### WORK TO DO
1. In the text about NAT traversal, what is the oldest known technique of traversal by intended NAT table manipulation called?
2. Pick up the NAT traversal text after its final sentence and keep writing.

### EXTRACT PROVIDED

Also, these solutions have sense only if your router has public IP. It is becoming rare these days because internet providers tend to share public IP between several users. Also, it's not rare they use devices and routing software that can full your WAN device that it's on public IP.
So, if you design some software that only use these methods to create direct connections you will have maybe in best case 10% users that can use it. That if you explicitly tell them they should enable particular protocol. This stands for all devices accessing internet generally. If your users are people behind home routers that play some multiplayer online game over the computer, most likely they will have UPnP enabled because at least some friend will help them configure it so maybe you will have 20% usability in this case.
Traversal using Intended NAT Table manipulation
So we see port mapping protocols can be used only in a small number of cases. What can we do now? We can cheat our NAT device to create the mapping by sending some packet to the remote client. Then instructing the remote client to send the packet that looks like response (matched source address and port) to us. If all ok and record in NAT mapping table are matched (like we are relay lucky then), the packet from the remote client will reach us. This would be an explanation of oldest known technique of NAT traversal using intended NAT table manipulation referred as "UDP Hole punching". Earlier, this technique was really usable and had a great success rate. TCP connection could be even created after using same ports and even TCP hole punch was fairly successful.
UDP Hole punching become even more usable when STUN technique was invented (Cornel university). STUN is used to learn if the computer is behind NAT, NAT behavior and ports that router with public IP mapped as external. (Every NAT device can change packet source port, change is recorded in the table so it knows how to modify response packets source port). They recognized four observable classifications of NAT behavior:
- A full cone NATis one where all requests from the same internal IP address and port are
mapped to the same external IP address and port. Furthermore, any external host can send
apacket to the internal host, by sending a packet to the mapped external address. - A restricted cone NATis one where all requests from the same internal IP address and
port are mapped to the same external IP address and port. Unlike a full cone NAT, an external
host (with IP address X) can send a packet to the internal host only if the internal host
had previously sent a packet to IP address X. - A port restricted cone NATis like a restricted cone NAT, but the restriction
includes port numbers. Specifically, an external host can send a packet, with source IP
address X and source port P, to the internal host only if the internal host had previously
sent a packet to IP address X and port P. - A symmetric NATis one where all requests from the same internal IP address and port
to a specific destination IP address and port, are mapped to the same external IP address and
port. If the same host sends a packet with the same source address and port, but to
adifferent destination, a different mapping is used. Furthermore, only the external host that
receives a packet can send a UDP packet back to the internal host.
Since router (NAT) design is not standardized in this terms it quickly became clear that this classification is not valid, because it can lead us the wrong way. Probably classification was "more valid" in time when invited because it's based on empiric conclusions, but eventually due new NAT designs become outdated. Commonly when you use some STUN testing client on your computer behind NAT to test if you can get 4 different results for NAT classification of the router. So this simply cannot be taken as valid information. What you can use is the fact that if you get any of above four results you can be sure there is NAT present. Mapped ports you get from responses are also usable because they will tell you most probable area of value next mapping will take. (Note that even if there is NAT sometimes very rarely STUN query may tell you that you are behind open internet - public IP)

### SUPPLIED DATA
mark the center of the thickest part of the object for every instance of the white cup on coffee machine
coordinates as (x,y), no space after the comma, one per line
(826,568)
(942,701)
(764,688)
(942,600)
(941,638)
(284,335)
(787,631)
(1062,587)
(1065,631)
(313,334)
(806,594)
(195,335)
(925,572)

### RESPONSES
1. UDP hole punching.

2.
Why did this techniques become outdated? Unfortunately, security administrator and us, IT engineers developing NAT traversal software, are in constant struggle. We are basically both right and wrong. They claim NAT traversal is used only by crackers and pirates. We claim NAT traversal is sometimes needed and security level does not degrade. It is so because NAT traversal finds some random port for communication and does application specific data transfer. Even if abuser manages to guess one of 65536 ports his data will get into some application process. That will throw an exception because of false data or simply break. So, speaking about security while transferring data using direct channels is far far far... more secure than using the intermediate server. Communicating with servers is less secure than communication with some host directly. This is because servers are well known and they are subject to crackers attacks. Also, client-server communication is commonly based on well-known protocols. That is also suitable for injecting entity of arbitrary code. Besides all that you can never be sure someone from cloud hosting company does not pick at your data.
To return to our story, later NAT devices and networks are not so thankful for NAT traversal. It is because some engineers design routers that recognized it as a security threat. TCP traversal is almost impossible unless you have the ability to use raw sockets which is unpractical because most OS-s enforce high-security rules for their use or even don't support it. TCP uses 3 step handshake involving packet number, session number, packet type.... and in most cases you need to match all of them to trick your NAT device not speaking of possibility that ICMP packet of type "Destination Port Unreachable" resets your try. Basic UDP hole punch will work in the small number of cases. Usable if you have the router from some quality company like Cisco (Linksys) or NETGEAR, chances of success are greater. It is because their engineers design devices that are better and they recognize the need so they properly design their devices. For example STUN and basic UDP hole punch will be enough to traversal Linksys router NAT. Linksys will preserve source original port if possible or will take some near-by value so NAT traversal on such quality router is fairly easy.
Modern-day method of NAT traversal by intended NAT table manipulation should involve next external ports prediction, price packets TTL manipulation which is a key factor in cases of symmetric and port restricted cone NAT, multiple retries, and side swap. As we already said NAT behavior is not standardized so designing good "piercing" method involves a lot of testing on different NAT consultations between peers so good routine could be designed based on empiric conclusions.
Final NAT traversal solution
Industrial standard NAT traversal solution should be able to apply all possible methods mentioned in above texts. It should inspect network environment of both peers and decide which method of NAT traversal should be applied. If one method fails it should be able to try other methods or repeating swapping peer sides. If neither methods of direct tunnel creation succeed, the relay will be the last solution that we know for sure that must work. It is because it's based on a standard client-server model. The relay is the most expensive resource of peer-to-peer system network. Having better success with direct tunnel methods will make the system more flexible and cheap to maintain. The simple calculation to demonstrate this:
Let's say we have one server having connection bandwidth 100Mb/s. We want to support our Video-Over-IP application which requires let's say 500KB/s per peer pair = 4000Kb = 4Mb.
We want to have quality service guarantying 500KB/s for each peer-to-peer session under any conditions.
If we don't use NAT Traversal we will be able to support 100/4 = 20 sessions at once per server.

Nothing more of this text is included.